In the blog post about naltrexone for opiate addiction below, quote everything from "What is odd" down to "least 120 days.", word for word.

** EXTRACTED TEXT follows **

Thursday, October 28, 2010
Finally an antidote for Opiate Drug Addiction: Part 1
The Food and Drug Administration just approved Naltrexone for the treatment of opiate addiction. Naltrexone for drug addiction is available as a slow release injection and is sold as Vivitrol. Naltrexone has been shown in one study to help individuals who have been addicted to narcotics like morphine, meperidine and oxycontin.
How Vivitrol works is not fully understood but it is believed that the drug blocks the morphine receptors in the brain. By blocking these opiate receptors, the drug diminishes the craving effects for opiates.
What is odd is that the FDA approved the use of vivitrol after analyzing data from a single controlled study from Russia. The Russian investigators discovered that Vivitrol was nearly 50 percent more effective than placebo in keeping opiate addicts drug-free for at least 120 days.
Naltrexone is by no means a new drug and has been available for more than 30 years. Naltrexone has been used by some physicians to treat alcohol dependence. The usual treatment is one 50 mg tablet per day. However, for alcohol addiction, naltrexone only works in certain individuals who have a certain genetic variation of the opioid receptor.
For treatment of opiate addiction, only the long acting formula of the drug is useful. The oral pill even though widely used, has not been shown to have any beneficial effect. The other problem with the oral pill is that many addicts simply stop taking it and return to their addiction.

** End of EXTRACTED TEXT **
** SUPPLIED ENTRIES follows **

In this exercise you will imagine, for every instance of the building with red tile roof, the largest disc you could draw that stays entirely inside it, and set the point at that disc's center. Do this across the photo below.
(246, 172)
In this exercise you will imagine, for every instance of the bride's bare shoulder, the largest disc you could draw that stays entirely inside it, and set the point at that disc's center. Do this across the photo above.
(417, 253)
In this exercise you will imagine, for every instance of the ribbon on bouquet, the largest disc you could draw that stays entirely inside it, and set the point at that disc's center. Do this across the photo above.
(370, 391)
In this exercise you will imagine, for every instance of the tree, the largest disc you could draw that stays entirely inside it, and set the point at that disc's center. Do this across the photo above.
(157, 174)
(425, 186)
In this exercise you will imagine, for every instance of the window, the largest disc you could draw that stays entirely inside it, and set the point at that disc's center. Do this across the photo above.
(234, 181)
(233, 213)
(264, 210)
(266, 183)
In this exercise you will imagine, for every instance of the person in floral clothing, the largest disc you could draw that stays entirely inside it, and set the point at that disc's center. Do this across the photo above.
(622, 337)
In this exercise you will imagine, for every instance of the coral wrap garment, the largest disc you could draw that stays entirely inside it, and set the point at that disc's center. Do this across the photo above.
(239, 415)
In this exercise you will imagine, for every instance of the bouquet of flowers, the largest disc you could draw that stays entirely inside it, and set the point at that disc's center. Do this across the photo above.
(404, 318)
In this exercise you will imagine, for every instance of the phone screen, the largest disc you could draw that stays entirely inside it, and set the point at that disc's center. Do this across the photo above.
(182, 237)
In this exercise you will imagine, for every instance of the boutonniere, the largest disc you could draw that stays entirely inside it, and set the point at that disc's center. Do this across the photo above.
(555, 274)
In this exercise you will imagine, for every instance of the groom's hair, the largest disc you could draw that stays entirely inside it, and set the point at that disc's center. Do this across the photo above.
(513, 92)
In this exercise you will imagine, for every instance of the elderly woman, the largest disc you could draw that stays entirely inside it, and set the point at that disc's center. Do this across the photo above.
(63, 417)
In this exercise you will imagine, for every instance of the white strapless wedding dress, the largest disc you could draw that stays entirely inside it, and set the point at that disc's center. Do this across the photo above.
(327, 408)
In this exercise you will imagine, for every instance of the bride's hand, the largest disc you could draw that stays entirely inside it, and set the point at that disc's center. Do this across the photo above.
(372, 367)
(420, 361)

** End of SUPPLIED ENTRIES **

** OUTPUT OF THE EXERCISE **
What is odd is that the FDA approved the use of vivitrol after analyzing data from a single controlled study from Russia. The Russian investigators discovered that Vivitrol was nearly 50 percent more effective than placebo in keeping opiate addicts drug-free for at least 120 days.